**Short task A**. Please rewrite the listing below, substituting "bark texture" for "wood grain texture" and leaving everything else unchanged.

**Page text**.

>> start

We further understand that this Supreme Court doctrine comes into conflict with, and fails to take into account, the prevailing application of the higher-ranking rule which is the 1980 Rome Convention over the lower-ranking REA 42/1998 (possibly because debate in a trial is confined to or limited by the respective petitions of the plaintiff and the defendant by virtue of the principle of consistency of rulings –ne ultra petita– and this was never a subject of debate in the cases which gave rise to the Supreme Court Judgements).

Such a possible conflict of rules during the pre-legislative and legislative process which resulted in the enactment of the REA 42/1998 existed previously and was as evident as noted by Hernández Antolín in a premonitory article entitled “The So-Called Right Of Rotational Enjoyment Of Real Property: Its Peculiar Problems Within The Framework Of The Current Timeshare Market Worldwide”, which he published months before the publication of the REA 42/1998 in issue no. 33 of the Magazine “Civil News” of 14 September 1998, out of which we should cite and transcribe –in italics– the following:

5) The projected legislation is a deterrent to cross-border transactions.

>> end

**Provided data**.
>> start

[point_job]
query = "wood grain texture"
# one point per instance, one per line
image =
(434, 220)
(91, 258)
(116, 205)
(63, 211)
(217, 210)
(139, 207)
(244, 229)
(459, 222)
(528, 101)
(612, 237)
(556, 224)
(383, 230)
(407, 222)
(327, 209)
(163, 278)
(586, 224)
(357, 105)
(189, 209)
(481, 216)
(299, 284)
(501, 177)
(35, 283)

>> end

**Short task B**. Copy the timeshare text above in full, word for word.

**Exercise solution A**.
[point_job]
query = "bark texture"
# one point per instance, one per line
image =
(434, 220)
(91, 258)
(116, 205)
(63, 211)
(217, 210)
(139, 207)
(244, 229)
(459, 222)
(528, 101)
(612, 237)
(556, 224)
(383, 230)
(407, 222)
(327, 209)
(163, 278)
(586, 224)
(357, 105)
(189, 209)
(481, 216)
(299, 284)
(501, 177)
(35, 283)

**Exercise solution B**.
We further understand that this Supreme Court doctrine comes into conflict with, and fails to take into account, the prevailing application of the higher-ranking rule which is the 1980 Rome Convention over the lower-ranking REA 42/1998 (possibly because debate in a trial is confined to or limited by the respective petitions of the plaintiff and the defendant by virtue of the principle of consistency of rulings –ne ultra petita– and this was never a subject of debate in the cases which gave rise to the Supreme Court Judgements).

Such a possible conflict of rules during the pre-legislative and legislative process which resulted in the enactment of the REA 42/1998 existed previously and was as evident as noted by Hernández Antolín in a premonitory article entitled “The So-Called Right Of Rotational Enjoyment Of Real Property: Its Peculiar Problems Within The Framework Of The Current Timeshare Market Worldwide”, which he published months before the publication of the REA 42/1998 in issue no. 33 of the Magazine “Civil News” of 14 September 1998, out of which we should cite and transcribe –in italics– the following:

5) The projected legislation is a deterrent to cross-border transactions.